_PROMPT_
Whatever pictures appear, omit them, and repeat the data below exactly.

_Referring expression data_

▬▬▬

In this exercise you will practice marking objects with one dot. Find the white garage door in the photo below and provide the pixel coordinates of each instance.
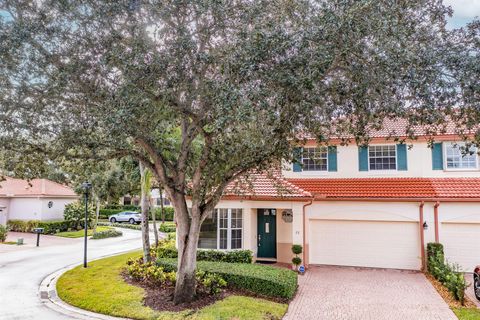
(461, 243)
(365, 244)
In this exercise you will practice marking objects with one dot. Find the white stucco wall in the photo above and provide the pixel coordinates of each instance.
(419, 162)
(4, 204)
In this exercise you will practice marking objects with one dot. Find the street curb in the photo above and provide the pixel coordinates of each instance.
(47, 293)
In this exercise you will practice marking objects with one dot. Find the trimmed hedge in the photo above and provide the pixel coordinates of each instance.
(107, 234)
(167, 249)
(447, 273)
(168, 213)
(50, 227)
(120, 225)
(264, 280)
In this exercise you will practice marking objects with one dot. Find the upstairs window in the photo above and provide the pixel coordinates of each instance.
(458, 157)
(315, 159)
(382, 157)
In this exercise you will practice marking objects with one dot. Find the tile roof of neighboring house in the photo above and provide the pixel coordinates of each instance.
(388, 188)
(398, 128)
(264, 186)
(34, 188)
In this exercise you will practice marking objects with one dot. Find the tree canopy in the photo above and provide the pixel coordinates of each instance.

▬▬▬

_OUTPUT FOR THIS EXERCISE_
In this exercise you will practice marking objects with one dot. Find the white garage door in the photo below and provide the pixel coordinates of each instance.
(461, 243)
(365, 244)
In this exercise you will practice marking objects with one dot. Find the white stucco wall in the photo above and provide the pixel coordinates of each instance.
(419, 162)
(4, 204)
In this exercise you will practice marking objects with one dot. Find the street curb in the photo above and provide the pixel coordinates of each instance.
(47, 293)
In this exercise you will practice marking objects with one dot. Find the trimmed hedge in the photo above and provide the pixel coordinates of each instance.
(107, 234)
(167, 249)
(447, 273)
(168, 213)
(50, 227)
(120, 225)
(264, 280)
In this exercise you will practice marking objects with one dot. Find the upstairs window in the photo above and provide the pixel coordinates of each instance.
(458, 157)
(315, 159)
(382, 157)
In this exercise you will practice marking objects with one dot. Find the tile roof of neighboring house in the photo above and provide the pixel coordinates of each instance.
(388, 188)
(398, 128)
(264, 186)
(34, 188)
In this exercise you will practice marking objects with one dot. Find the tree canopy in the photo above and provide the pixel coordinates of each instance.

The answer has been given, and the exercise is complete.